▶ 你的任务:
a: 根据批量归一化页面，回答下列问题：
(i) 对卷积层来说，批量归一化发生在什么时候？
(ii) 拉伸参数和偏移参数分别初始化成什么值？
(iii) forward 调用 batch_norm 时，eps 和 momentum 各取什么值？
b: 下列说法是否与批量归一化页面相符？逐条回答是或否，并引用页面中起决定作用的原文。
(i) 测试阶段使用当前小批量的均值和方差来归一化。
(ii) 使用全连接层时，在特征维上计算均值和方差。
(iii) moving_mean 和 moving_var 参与求梯度和迭代。
c: 请接着批量归一化页面停下的地方往下写。

▶ 页面:
★ ★ ★ ★ ★
参考：tensorflow中的batch_norm以及tf.control_dependencies和tf.GraphKeys.UPDATE_OPS的探究

1. Batch Normalization

对卷积层来说，批量归一化发生在卷积计算之后、应用激活函数之前。训练阶段：如果卷积计算输出多个通道，我们需要对这些通道的输出分别做批量归一化，且每个通道都拥有独立的拉伸和偏移参数，并均为标量。假设小批量中有 m 个样本。在单个通道上，假设卷积计算输出的高和宽分别为p和q。我们需要对该通道中m×p×q个元素同时做批量归一化。对这些元素做标准化计算时，我们使用相同的均值和方差，即该通道中m×p×q个元素的均值和方差。测试阶段：就直接用训练阶段利用 moving average 方式获得的整个训练集的均值和方差来归一化。

以一个 mxnet 版本的代码来理解具体实现吧：

def batch_norm(X, gamma, beta, moving_mean, moving_var, eps, momentum):

    # 通过autograd来判断当前模式是训练模式还是预测模式

    if not autograd.is_training():

        # 如果是在预测模式下，直接使用传入的移动平均所得的均值和方差

        X_hat = (X - moving_mean) / nd.sqrt(moving_var + eps)

    else:

        assert len(X.shape) in (2, 4)

        if len(X.shape) == 2:

            # 使用全连接层的情况，计算特征维上的均值和方差

            mean = X.mean(axis=0)

            var = ((X - mean) ** 2).mean(axis=0)

        else:

            # 使用二维卷积层的情况，计算通道维上（axis=1）的均值和方差。这里我们需要保持

            # X的形状以便后面可以做广播运算

            mean = X.mean(axis=(0, 2, 3), keepdims=True)

            var = ((X - mean) ** 2).mean(axis=(0, 2, 3), keepdims=True)

        # 训练模式下用当前的均值和方差做标准化

        X_hat = (X - mean) / nd.sqrt(var + eps)

        # 更新移动平均的均值和方差

        moving_mean = momentum * moving_mean + (1.0 - momentum) * mean

        moving_var = momentum * moving_var + (1.0 - momentum) * var

    Y = gamma * X_hat + beta  # 拉伸和偏移

    return Y, moving_mean, moving_var

class BatchNorm(nn.Block):

    def __init__(self, num_features, num_dims, **kwargs):

        super(BatchNorm, self).__init__(**kwargs)

        if num_dims == 2:

            shape = (1, num_features)

        else:

            shape = (1, num_features, 1, 1)

        # 参与求梯度和迭代的拉伸和偏移参数，分别初始化成1和0

        self.gamma = self.params.get('gamma', shape=shape, init=init.One())

        self.beta = self.params.get('beta', shape=shape, init=init.Zero())

        # 不参与求梯度和迭代的变量，全在内存上初始化成0

        self.moving_mean = nd.zeros(shape)

        self.moving_var = nd.zeros(shape)

    def forward(self, X):

        # 如果X不在内存上，将moving_mean和moving_var复制到X所在显存上

        if self.moving_mean.context != X.context:

            self.moving_mean = self.moving_mean.copyto(X.context)

            self.moving_var = self.moving_var.copyto(X.context)

        # 保存更新过的moving_mean和moving_var

        Y, self.moving_mean, self.moving_var = batch_norm(

            X, self.gamma.data(), self.beta.data(), self.moving_mean,

            self.moving_var, eps=1e-5, momentum=0.9)
★ ★ ★ ★ ★
▶ 记录:
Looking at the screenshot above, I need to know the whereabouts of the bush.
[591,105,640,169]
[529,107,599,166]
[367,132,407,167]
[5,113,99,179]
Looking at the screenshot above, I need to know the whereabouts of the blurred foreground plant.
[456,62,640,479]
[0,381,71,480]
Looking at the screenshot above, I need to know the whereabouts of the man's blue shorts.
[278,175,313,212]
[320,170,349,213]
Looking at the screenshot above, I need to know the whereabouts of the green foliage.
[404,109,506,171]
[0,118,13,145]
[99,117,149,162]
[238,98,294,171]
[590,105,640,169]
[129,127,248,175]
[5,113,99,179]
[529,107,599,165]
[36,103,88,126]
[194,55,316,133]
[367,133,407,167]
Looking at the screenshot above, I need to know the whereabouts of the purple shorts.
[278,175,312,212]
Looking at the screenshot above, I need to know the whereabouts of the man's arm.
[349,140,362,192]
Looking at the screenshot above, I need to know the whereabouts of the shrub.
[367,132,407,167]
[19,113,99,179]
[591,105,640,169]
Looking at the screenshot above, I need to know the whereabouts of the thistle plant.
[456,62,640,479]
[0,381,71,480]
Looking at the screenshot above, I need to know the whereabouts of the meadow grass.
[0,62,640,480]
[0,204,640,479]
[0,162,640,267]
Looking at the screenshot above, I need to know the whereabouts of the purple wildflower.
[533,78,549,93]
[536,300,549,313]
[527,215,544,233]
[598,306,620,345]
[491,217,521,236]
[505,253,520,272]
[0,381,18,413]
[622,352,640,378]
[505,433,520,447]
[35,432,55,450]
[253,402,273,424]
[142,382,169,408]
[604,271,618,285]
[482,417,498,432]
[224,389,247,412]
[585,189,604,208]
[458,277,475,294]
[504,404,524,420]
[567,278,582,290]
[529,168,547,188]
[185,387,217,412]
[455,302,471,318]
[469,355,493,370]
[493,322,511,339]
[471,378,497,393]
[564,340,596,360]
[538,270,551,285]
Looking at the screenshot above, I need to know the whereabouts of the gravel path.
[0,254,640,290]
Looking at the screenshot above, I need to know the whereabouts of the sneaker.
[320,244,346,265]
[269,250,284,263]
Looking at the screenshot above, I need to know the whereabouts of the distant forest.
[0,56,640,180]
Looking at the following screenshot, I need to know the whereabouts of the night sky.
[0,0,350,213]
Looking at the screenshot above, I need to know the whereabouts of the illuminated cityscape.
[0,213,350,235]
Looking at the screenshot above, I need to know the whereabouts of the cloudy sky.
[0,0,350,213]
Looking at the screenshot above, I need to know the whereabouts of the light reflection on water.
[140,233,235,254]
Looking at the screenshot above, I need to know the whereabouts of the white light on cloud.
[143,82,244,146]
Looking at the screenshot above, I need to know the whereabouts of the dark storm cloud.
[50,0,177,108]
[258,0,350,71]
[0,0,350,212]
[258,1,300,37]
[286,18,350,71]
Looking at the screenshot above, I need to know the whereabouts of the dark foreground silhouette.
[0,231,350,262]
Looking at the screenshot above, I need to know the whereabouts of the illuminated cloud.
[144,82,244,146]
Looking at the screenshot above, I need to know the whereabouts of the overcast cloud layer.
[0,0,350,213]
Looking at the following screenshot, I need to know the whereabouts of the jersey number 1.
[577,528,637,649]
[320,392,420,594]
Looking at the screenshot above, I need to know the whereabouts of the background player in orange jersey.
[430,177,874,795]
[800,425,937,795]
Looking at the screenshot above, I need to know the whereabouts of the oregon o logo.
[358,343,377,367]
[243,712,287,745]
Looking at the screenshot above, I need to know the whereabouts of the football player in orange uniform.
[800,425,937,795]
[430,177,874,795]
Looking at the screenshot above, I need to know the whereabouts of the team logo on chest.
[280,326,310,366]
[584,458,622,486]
★ ★ ★ ★ ★
▶ 参考作答:
a:
(i) 发生在卷积计算之后、应用激活函数之前。
(ii) 拉伸参数初始化成1，偏移参数初始化成0。
(iii) eps 取 1e-5，momentum 取 0.9。

b:
(i) 否。"测试阶段：就直接用训练阶段利用 moving average 方式获得的整个训练集的均值和方差来归一化。"
(ii) 是。"使用全连接层的情况，计算特征维上的均值和方差"
(iii) 否。"不参与求梯度和迭代的变量，全在内存上初始化成0"

c:
        return Y

2. TensorFlow 实现

tensorflow中关于batch_norm现在有三种实现方式。

2.1 tf.nn.batch_normalization

tf.nn.batch_normalization(

    x,

    mean,

    variance,

    offset,

    scale,

    variance_epsilon,

    name=None

)

该函数是一种最底层的实现方法，在使用时mean、variance、scale、offset等参数需要自己传递并更新，因此实际使用时还需自己对该函数进行封装，一般不建议使用，但是对了解batch_norm的原理很有帮助。

import tensorflow as tf

def batch_norm(x, name_scope, training, epsilon=1e-3, decay=0.99):

    """ Assume nd [batch, N1, N2, ..., Nm, Channel] tensor"""

    with tf.variable_scope(name_scope):

        size = x.get_shape().as_list()[-1]

        scale = tf.get_variable('scale', [size], initializer=tf.constant_initializer(0.1))

        offset = tf.get_variable('offset', [size])

        pop_mean = tf.get_variable('pop_mean', [size], initializer=tf.zeros_initializer(), trainable=False)

        pop_var = tf.get_variable('pop_var', [size], initializer=tf.ones_initializer(), trainable=False)

        batch_mean, batch_var = tf.nn.moments(x, list(range(len(x.get_shape())-1)))

        train_mean_op = tf.assign(pop_mean, pop_mean * decay + batch_mean * (1 - decay))

        train_var_op = tf.assign(pop_var, pop_var * decay + batch_var * (1 - decay))

        def batch_statistics():

            with tf.control_dependencies([train_mean_op, train_var_op]):

                return tf.nn.batch_normalization(x, batch_mean, batch_var, offset, scale, epsilon)

        def population_statistics():

            return tf.nn.batch_normalization(x, pop_mean, pop_var, offset, scale, epsilon)

        return tf.cond(training, batch_statistics, population_statistics)

is_traing = tf.placeholder(dtype=tf.bool)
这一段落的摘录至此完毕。